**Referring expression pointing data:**

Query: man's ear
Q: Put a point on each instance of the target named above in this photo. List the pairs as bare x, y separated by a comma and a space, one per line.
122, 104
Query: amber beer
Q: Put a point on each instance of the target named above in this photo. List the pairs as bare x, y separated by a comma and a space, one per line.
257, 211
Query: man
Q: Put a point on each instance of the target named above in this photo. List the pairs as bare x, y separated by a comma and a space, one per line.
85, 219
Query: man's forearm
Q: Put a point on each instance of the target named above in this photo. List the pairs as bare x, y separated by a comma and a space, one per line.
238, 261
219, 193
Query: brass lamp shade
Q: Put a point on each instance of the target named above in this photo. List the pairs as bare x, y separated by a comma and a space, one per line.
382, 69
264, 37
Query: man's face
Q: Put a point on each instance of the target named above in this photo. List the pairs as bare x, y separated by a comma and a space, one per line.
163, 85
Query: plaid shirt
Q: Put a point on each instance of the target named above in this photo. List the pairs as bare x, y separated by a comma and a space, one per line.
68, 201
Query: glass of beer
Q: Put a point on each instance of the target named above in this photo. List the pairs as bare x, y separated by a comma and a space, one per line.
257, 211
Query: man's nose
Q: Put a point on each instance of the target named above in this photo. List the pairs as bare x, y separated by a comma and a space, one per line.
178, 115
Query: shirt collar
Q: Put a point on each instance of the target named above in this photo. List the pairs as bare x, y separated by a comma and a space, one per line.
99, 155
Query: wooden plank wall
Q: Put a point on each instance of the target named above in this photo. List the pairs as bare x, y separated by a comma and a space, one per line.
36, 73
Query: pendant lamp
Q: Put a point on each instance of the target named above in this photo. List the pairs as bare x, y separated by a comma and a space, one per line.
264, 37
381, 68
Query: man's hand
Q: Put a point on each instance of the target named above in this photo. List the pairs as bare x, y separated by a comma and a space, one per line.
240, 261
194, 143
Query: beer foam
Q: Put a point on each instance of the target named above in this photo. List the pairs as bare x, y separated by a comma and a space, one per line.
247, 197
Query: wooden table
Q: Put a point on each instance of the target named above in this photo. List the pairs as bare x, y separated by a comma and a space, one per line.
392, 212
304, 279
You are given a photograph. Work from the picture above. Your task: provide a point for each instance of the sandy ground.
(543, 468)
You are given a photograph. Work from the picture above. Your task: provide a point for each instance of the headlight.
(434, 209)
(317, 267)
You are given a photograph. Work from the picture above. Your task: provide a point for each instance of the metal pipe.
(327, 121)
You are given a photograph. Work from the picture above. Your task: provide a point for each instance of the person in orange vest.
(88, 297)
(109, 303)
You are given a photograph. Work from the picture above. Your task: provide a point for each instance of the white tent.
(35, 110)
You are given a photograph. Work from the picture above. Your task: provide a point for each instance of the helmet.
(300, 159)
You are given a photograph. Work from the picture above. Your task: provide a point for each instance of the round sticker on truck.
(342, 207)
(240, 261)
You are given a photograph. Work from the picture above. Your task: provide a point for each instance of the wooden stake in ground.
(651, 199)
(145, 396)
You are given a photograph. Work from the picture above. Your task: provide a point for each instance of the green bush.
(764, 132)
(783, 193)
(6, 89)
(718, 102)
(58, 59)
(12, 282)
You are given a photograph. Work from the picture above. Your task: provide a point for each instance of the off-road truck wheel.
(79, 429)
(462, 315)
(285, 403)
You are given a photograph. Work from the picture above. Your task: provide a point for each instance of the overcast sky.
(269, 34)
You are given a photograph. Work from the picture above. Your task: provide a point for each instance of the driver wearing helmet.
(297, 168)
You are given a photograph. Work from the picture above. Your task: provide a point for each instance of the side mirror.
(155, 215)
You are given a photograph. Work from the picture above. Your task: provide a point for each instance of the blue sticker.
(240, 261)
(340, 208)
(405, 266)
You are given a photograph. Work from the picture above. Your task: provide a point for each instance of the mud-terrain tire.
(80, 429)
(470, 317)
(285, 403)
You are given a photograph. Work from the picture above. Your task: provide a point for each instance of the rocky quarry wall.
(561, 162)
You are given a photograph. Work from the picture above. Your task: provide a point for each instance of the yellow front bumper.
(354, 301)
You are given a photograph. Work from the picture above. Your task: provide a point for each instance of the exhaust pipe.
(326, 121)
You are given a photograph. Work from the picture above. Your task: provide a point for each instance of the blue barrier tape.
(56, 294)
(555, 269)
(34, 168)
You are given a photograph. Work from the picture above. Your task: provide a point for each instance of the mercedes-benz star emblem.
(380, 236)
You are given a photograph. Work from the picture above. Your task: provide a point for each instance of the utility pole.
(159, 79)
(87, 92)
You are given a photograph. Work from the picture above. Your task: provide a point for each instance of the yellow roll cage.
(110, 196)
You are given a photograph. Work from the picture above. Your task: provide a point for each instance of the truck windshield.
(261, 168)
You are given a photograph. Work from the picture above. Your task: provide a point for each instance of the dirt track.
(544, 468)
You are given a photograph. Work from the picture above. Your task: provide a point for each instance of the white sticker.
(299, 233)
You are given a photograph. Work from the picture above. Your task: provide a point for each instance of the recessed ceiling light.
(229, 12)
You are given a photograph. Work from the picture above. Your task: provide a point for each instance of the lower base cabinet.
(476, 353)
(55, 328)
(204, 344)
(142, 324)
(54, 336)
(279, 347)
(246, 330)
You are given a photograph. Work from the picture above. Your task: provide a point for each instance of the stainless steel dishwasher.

**What you are asked to do:**
Copy each line above that contains the string "shirt".

**Answer section:**
Query: plaid shirt
Query: shirt collar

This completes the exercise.